◆ **Texto de lectura**
○ ○ ○ ○ ○ ○ ○

Por Santiago Alba Rico*
Para Cuarto Poder

El 24 de marzo de 2015, el copiloto del vuelo del 9295 de Germanwings, Andreas Lubitz, se encerró en la cabina tras haber provocado la salida del comandante y, dueño de los mandos, estrelló el avión contra la cordillera de Los Alpes, matando a 150 pasajeros. El 2 de abril de 2015 un ataque islamista planificado por Mohamed Kuno, profesor de una madrasa, asesinó a 147 estudiantes en la universidad de Garissa, en Kenia, a 150 kilómetros de la frontera con Somalia. No quiero hablar de la desigual cobertura que la prensa internacional ha dedicado a ambos casos. Como decía uno de los estudiantes supervivientes: “nadie se ocupará de nosotros porque no ha muerto ningún blanco”. Es verdad. Pensemos, por comparación, en el atentado contra el Charlie-Hebdo en París o incluso contra el museo del Bardo de Túnez, donde murieron algunos turistas europeos. Pero me importa más especular en otra dirección. ¿Qué hubiera pasado si al mando del vuelo 9295 de Germanwings hubiera estado el ‘yihadista John‘ o si Andreas Lubitz hubiese reivindicado su acción en nombre del Estado Islámico o de un grupúsculo -pongamos- de independentistas corsos? ¿Y qué habría pasado si el copiloto suicida hubiera sido negro o, peor aún, árabe?Digamos de entrada que, a la hora de medir la relevancia de un acontecimiento, tenemos que pensar no sólo en la calidad de las víctimas, sino también en la identidad de los verdugos. Si Andreas Lubitz hubiera sido negro o árabe, jamás se habría contemplado la posibilidad de una depresión o un cuadro patológico: los negros y los árabes son naturalmente terroristas o, en todo caso, viven en condiciones tan miserables que no pueden permitirse el lujo civilizado de un sufrimiento mental. Pero más importante: si Andreas Lubitz, alemán y blanco, hubiese reivindicado su acción en nombre del Estado Islámico, los medios y los lectores se hubieran sentido tranquilizados. La atención enfermiza, obsesiva, estremecida y novelesca que ha despertado la personalidad de Lubitz tiene que ver con el hecho de que Lubitz, blanco, alemán, piloto, con novia, con buena situación económica, de clase media (como todos nosotros) no pertenecía a ninguna organización ni operaba en nombre de ningún colectivo, no tenía ningún plan para el mundo, ni siquiera atroz, ni tampoco creencias o compromisos más allá de sus hábitos de consumo: ¡igual que nosotros!

○ ○ ○ ○ ○ ○ ○

◆ **Conjunto de registros**
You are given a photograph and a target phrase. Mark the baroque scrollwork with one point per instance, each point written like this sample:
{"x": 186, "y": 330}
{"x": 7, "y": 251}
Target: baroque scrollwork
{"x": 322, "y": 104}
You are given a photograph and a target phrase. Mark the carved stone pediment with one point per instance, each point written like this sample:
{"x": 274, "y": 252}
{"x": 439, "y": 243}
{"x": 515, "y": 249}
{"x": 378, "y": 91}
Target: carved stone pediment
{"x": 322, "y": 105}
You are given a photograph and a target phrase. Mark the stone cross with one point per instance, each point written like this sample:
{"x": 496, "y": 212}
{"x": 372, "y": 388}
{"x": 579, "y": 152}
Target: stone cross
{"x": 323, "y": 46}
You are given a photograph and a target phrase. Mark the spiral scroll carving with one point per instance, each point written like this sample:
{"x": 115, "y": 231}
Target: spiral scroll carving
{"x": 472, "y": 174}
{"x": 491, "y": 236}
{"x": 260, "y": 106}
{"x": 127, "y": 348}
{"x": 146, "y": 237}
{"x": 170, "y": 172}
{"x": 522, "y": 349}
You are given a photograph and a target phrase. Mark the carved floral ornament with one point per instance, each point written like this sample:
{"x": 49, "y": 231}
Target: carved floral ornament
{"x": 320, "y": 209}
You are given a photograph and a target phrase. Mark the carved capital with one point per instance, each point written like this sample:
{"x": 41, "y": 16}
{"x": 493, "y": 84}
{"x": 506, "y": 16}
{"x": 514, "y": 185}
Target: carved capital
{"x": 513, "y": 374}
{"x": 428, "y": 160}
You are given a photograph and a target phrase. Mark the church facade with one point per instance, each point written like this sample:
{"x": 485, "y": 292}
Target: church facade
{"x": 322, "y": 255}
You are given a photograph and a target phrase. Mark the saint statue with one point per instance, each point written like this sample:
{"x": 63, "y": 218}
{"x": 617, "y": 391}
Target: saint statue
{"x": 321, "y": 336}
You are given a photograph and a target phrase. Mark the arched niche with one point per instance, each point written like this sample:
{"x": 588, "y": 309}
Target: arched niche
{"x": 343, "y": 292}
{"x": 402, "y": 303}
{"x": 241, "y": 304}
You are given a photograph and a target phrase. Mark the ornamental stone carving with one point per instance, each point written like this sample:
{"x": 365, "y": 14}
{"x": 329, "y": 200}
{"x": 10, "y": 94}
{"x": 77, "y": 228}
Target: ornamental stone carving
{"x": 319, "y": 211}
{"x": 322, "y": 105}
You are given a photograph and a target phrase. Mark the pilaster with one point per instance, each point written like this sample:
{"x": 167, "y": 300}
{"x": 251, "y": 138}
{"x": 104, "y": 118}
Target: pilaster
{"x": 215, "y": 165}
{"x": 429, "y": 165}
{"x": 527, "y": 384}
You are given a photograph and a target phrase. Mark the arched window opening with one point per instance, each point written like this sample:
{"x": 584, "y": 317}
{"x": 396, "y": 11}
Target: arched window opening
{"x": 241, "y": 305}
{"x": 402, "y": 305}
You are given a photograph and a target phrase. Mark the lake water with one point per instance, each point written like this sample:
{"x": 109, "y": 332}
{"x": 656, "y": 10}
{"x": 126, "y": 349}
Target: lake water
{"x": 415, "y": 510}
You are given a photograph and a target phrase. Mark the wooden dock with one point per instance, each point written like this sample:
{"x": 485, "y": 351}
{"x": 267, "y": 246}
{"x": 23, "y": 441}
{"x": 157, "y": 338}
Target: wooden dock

○ ○ ○ ○ ○ ○ ○

◆ **Ejercicio escrito**
Según el texto de lectura, ¿contra qué estrelló Andreas Lubitz el avión del vuelo 9295 de Germanwings? Los registros proceden de una fuente distinta a la del texto de lectura.

◆ **Tarea resuelta**
Contra la cordillera de Los Alpes.